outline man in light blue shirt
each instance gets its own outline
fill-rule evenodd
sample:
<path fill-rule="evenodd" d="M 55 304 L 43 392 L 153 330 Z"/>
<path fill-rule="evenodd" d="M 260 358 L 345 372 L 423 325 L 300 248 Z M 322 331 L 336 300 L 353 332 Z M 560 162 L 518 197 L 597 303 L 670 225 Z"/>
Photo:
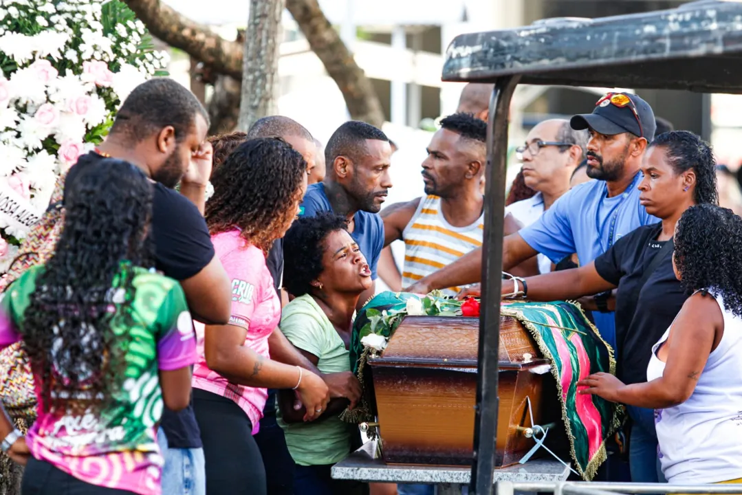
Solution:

━━━━━━━━━━

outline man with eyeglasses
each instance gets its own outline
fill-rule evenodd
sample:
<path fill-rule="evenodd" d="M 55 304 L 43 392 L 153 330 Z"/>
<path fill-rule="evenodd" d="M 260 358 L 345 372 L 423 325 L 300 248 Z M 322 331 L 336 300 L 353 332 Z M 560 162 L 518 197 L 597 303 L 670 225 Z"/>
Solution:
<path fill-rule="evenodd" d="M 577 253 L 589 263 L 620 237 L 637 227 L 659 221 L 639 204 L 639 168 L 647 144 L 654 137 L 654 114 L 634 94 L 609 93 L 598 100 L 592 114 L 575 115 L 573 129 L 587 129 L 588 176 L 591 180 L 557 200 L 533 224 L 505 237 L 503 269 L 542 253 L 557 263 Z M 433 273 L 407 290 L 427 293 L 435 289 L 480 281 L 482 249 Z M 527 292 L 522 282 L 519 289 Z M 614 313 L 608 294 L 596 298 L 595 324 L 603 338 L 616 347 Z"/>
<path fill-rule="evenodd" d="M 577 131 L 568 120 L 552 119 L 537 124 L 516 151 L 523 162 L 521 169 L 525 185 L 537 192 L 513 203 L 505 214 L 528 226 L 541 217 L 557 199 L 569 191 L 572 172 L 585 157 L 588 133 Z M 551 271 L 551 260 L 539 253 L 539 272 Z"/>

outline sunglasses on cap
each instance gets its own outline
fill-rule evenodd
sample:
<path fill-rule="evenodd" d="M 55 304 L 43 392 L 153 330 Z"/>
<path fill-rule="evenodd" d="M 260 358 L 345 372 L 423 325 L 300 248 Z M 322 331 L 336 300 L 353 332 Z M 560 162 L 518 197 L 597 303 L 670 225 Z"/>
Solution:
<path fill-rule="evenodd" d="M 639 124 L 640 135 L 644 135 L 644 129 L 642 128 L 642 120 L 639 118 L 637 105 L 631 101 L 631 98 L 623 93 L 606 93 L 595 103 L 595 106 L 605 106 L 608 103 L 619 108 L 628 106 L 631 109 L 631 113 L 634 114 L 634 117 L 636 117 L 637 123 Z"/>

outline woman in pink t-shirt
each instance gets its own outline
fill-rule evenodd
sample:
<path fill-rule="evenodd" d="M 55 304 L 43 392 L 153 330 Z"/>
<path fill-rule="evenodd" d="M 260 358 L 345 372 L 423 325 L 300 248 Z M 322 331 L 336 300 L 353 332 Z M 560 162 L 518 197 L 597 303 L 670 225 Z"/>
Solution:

━━━━━━━━━━

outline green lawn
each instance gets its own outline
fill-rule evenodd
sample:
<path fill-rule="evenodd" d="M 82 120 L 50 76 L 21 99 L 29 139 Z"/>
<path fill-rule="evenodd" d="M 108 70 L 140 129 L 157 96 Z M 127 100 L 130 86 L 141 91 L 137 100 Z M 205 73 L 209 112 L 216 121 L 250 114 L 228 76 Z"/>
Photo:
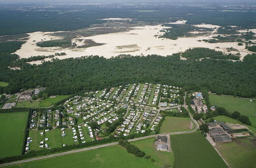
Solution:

━━━━━━━━━━

### GIVEN INSTRUCTION
Count the lines in the entries above that contain the string "shirt", with case treated as significant, and give only the number.

### OUTPUT OF THE TASK
2